Texto de referencia:
= = = = = = =

“Hay cosas encerradas dentro de los muros que, si salieran de pronto a la calle y gritaran, llenarían el mundo.” 

Yerma, Federico García Lorca.

El torbellino del mundo ha ido inculcado la conciencia de un individualismo que declara que lo que se logra es gracias a uno mismo y no debe nada de los demás. Por eso no tiene gratitud por todo lo que ha recibido de la sociedad, ni por la escuela, los médicos, o todas las otras personas que prestan su servicio sin excepciones y hacen posible la vida de la sociedad.  Solo los consideran importantes cuando se puede servir de ellos. Esto le lleva situarse al margen de la sociedad, porque cree que los problemas que la aquejan no son de su incumbencia. Así se incomunica de la sociedad porque cree que está más protegido y que la calle, el espacio abierto al encuentro del otro, no es su lugar.

Los viejos, tiempos cuando la calle contenía la sabiduría del encuentro, parecen hoy tan lejanos.  Solo basta recordar al gran Aníbal Troilo: “La calle es el mejor lugar de todos. Se aprende. En el hogar se aprende la educación, pero en la calle se aprende a vivir... Y si no me lo digan a mí. Todo lo que aprendí, lo poco y extraño que aprendí, lo aprendí en la calle”.

= = = = = = =

Enunciado del problema: Repite sin cambios el fragmento del texto sobre la calle que arranca en las palabras que contienen "Yerma, Federico García" y termina después de "es su lugar.". Apóyate solo en el texto sobre la calle.

= = = = = = =

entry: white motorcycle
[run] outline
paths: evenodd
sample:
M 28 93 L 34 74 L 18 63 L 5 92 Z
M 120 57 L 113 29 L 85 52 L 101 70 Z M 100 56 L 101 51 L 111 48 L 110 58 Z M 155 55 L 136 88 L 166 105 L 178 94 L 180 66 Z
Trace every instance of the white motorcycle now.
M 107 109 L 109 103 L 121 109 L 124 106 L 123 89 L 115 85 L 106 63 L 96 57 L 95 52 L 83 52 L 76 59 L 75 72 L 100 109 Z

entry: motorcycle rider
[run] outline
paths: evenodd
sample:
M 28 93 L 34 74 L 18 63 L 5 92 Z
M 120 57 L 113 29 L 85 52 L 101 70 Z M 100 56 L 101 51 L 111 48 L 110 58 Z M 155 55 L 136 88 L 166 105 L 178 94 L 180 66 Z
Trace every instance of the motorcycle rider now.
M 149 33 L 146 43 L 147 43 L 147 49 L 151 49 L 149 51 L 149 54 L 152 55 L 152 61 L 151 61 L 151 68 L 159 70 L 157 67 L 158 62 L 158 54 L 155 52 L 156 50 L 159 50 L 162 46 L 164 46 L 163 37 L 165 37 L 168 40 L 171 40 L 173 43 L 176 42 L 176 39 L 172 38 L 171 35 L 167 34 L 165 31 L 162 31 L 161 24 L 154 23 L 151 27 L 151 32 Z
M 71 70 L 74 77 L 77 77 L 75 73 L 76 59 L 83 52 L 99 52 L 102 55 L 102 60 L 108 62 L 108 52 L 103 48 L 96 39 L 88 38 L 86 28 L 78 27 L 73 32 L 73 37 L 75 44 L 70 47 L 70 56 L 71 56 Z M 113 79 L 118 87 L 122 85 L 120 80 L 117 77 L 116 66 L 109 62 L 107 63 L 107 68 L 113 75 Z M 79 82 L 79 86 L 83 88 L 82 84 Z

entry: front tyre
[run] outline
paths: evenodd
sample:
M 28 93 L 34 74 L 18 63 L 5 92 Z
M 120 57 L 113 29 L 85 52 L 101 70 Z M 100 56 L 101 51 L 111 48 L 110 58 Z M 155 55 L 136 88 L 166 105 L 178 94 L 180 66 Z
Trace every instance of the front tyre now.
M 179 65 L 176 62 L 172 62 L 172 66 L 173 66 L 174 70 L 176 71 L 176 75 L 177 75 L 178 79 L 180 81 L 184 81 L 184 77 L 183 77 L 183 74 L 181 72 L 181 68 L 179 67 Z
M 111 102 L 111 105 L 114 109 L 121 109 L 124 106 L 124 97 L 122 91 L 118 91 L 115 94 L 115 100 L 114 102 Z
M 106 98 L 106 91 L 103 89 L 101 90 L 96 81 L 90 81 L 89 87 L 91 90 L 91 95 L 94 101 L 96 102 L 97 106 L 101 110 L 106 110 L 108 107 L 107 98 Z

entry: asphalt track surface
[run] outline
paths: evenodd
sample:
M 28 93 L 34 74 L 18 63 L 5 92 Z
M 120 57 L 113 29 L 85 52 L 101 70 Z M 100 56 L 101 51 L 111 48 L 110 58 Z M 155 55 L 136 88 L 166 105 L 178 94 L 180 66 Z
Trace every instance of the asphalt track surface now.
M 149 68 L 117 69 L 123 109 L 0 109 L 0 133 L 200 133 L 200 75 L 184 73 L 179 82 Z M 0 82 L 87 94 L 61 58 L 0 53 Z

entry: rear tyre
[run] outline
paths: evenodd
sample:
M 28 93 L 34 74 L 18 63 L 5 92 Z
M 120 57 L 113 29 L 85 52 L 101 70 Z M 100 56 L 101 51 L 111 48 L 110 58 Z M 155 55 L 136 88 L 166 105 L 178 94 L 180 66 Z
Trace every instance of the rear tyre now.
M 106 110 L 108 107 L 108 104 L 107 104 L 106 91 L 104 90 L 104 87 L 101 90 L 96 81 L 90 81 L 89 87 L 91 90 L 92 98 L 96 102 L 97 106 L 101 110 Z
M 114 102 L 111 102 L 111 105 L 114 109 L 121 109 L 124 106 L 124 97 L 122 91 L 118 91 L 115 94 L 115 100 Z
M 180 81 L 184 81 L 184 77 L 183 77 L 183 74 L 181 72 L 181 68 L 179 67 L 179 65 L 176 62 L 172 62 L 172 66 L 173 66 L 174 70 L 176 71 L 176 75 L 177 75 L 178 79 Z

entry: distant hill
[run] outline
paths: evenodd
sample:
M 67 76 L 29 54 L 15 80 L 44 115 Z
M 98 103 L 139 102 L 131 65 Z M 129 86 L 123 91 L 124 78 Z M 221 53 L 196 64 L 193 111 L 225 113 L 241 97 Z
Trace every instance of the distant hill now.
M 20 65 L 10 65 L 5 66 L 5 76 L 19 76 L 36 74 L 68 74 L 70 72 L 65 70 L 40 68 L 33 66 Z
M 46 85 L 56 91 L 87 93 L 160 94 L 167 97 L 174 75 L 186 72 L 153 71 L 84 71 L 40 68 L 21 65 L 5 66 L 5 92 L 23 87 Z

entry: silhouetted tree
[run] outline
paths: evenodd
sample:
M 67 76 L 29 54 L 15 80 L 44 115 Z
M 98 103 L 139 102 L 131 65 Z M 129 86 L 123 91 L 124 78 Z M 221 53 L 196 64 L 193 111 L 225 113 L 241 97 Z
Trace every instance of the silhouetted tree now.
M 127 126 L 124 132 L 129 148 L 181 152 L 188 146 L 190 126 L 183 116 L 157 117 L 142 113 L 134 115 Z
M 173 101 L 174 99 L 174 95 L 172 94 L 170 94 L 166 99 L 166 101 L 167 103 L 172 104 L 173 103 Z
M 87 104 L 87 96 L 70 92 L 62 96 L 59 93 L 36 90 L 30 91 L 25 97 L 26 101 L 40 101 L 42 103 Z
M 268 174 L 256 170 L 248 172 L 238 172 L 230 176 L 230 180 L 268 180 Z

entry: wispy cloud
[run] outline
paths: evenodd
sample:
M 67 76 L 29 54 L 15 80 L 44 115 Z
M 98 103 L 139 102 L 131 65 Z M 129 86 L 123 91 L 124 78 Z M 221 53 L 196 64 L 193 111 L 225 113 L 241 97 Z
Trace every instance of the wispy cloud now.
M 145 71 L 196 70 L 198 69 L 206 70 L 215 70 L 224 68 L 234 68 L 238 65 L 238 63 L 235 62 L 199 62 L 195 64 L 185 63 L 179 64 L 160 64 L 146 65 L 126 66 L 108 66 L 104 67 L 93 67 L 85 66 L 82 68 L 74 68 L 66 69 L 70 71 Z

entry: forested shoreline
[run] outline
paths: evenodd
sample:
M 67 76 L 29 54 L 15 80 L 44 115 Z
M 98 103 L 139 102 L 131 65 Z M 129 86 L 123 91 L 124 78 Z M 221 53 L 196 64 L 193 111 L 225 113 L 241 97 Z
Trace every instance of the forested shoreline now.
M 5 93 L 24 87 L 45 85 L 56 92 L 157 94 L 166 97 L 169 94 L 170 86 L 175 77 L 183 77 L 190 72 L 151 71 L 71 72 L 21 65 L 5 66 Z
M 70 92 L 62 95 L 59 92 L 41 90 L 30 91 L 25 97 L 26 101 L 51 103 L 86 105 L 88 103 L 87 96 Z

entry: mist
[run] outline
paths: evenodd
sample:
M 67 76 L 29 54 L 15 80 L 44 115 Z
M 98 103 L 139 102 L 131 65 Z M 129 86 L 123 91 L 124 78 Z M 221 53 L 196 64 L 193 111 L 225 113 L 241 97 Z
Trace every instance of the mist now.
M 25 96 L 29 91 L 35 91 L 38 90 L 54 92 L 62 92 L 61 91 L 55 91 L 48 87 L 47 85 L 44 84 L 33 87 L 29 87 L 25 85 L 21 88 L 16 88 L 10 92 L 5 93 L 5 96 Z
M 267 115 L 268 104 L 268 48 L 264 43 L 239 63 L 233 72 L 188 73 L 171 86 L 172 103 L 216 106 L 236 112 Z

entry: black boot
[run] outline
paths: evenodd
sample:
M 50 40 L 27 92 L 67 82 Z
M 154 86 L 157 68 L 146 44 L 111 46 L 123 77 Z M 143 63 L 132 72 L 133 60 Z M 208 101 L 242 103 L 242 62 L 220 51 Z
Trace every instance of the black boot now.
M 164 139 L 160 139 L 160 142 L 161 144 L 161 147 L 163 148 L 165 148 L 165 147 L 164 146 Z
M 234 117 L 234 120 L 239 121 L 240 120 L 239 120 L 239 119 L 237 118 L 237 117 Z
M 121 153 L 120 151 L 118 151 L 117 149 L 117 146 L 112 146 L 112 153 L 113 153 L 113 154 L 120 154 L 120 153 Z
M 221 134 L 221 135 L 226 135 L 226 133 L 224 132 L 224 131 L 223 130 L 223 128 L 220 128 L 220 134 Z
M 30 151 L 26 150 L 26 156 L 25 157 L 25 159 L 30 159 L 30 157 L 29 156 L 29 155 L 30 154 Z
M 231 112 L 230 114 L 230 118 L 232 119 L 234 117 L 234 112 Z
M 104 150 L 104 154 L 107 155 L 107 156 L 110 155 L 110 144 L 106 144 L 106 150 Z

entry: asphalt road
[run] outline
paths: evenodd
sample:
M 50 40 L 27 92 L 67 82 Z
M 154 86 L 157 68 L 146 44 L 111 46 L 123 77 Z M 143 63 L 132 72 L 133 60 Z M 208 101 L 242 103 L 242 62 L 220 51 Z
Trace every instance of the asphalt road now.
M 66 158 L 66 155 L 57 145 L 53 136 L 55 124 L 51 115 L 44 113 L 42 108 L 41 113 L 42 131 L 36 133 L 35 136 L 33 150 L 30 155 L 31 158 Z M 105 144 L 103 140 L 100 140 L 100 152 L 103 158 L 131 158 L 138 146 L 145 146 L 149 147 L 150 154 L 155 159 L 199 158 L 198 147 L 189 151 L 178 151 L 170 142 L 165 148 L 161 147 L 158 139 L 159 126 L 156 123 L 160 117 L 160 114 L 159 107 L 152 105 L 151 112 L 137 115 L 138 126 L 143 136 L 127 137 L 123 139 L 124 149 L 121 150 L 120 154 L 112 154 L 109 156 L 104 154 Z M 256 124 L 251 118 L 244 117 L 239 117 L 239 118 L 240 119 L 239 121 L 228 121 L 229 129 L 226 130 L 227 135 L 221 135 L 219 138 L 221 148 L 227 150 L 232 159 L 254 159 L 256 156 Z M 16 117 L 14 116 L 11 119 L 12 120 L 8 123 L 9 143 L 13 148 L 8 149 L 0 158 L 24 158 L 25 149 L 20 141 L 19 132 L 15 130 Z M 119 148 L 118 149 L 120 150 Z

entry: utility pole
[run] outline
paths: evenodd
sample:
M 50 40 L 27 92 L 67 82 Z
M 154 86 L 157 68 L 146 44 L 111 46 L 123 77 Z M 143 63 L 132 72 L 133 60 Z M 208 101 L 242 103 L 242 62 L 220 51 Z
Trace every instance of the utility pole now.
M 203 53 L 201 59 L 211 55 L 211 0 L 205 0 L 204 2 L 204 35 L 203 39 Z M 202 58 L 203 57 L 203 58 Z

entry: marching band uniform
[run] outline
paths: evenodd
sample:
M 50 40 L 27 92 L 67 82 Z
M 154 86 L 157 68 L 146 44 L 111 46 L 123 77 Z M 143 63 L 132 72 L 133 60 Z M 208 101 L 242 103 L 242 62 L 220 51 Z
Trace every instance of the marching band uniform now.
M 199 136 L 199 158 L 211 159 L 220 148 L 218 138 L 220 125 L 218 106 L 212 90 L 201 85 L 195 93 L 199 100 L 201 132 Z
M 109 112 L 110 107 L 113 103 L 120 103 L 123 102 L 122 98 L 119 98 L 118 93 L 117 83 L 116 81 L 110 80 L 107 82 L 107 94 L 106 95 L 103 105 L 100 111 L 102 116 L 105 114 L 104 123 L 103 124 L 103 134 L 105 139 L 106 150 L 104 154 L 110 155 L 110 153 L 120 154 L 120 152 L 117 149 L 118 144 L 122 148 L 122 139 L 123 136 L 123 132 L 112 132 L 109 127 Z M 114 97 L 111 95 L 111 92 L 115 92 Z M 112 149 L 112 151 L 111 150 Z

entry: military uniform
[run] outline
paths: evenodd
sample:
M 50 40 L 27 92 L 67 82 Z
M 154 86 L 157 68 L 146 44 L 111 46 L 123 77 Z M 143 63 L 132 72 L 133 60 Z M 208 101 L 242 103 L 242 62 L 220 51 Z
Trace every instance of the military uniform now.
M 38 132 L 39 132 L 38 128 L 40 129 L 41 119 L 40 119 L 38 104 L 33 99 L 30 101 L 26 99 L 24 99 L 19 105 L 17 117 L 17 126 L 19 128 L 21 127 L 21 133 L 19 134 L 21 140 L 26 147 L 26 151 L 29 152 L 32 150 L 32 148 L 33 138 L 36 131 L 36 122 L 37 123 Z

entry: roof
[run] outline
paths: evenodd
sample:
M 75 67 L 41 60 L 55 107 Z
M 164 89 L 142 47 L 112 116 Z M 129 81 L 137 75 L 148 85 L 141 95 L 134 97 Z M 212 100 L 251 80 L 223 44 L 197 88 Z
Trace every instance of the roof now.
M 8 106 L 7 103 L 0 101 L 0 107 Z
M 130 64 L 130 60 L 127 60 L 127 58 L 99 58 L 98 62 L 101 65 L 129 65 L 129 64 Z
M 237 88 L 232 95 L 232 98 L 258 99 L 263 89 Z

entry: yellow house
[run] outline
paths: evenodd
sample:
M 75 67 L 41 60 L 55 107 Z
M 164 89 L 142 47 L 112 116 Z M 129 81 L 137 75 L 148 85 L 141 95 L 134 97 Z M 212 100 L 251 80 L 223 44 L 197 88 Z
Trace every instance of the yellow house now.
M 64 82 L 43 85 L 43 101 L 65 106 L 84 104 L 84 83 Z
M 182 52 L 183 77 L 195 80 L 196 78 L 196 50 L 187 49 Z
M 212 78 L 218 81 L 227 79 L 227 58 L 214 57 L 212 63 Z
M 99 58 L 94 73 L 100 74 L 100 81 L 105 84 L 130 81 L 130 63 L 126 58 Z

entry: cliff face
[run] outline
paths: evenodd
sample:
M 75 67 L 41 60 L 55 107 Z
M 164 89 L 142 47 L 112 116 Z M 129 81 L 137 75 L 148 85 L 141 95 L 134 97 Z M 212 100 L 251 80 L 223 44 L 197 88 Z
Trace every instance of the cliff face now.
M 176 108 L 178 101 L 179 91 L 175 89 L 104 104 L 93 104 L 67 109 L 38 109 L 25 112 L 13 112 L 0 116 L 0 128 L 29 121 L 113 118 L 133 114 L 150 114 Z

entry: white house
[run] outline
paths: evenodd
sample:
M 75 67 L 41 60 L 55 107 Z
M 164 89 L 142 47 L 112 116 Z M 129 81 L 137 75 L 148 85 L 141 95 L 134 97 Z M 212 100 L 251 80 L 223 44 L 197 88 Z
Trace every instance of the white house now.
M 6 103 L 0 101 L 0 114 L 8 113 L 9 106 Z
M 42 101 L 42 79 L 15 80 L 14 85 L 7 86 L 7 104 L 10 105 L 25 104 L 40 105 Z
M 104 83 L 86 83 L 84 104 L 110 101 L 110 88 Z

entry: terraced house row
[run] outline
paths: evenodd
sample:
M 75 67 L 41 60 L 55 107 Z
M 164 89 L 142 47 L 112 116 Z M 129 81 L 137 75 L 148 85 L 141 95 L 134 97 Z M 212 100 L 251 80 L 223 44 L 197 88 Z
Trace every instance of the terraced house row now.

= = = = = = =

Solución escrita:
Yerma, Federico García Lorca.

El torbellino del mundo ha ido inculcado la conciencia de un individualismo que declara que lo que se logra es gracias a uno mismo y no debe nada de los demás. Por eso no tiene gratitud por todo lo que ha recibido de la sociedad, ni por la escuela, los médicos, o todas las otras personas que prestan su servicio sin excepciones y hacen posible la vida de la sociedad.  Solo los consideran importantes cuando se puede servir de ellos. Esto le lleva situarse al margen de la sociedad, porque cree que los problemas que la aquejan no son de su incumbencia. Así se incomunica de la sociedad porque cree que está más protegido y que la calle, el espacio abierto al encuentro del otro, no es su lugar.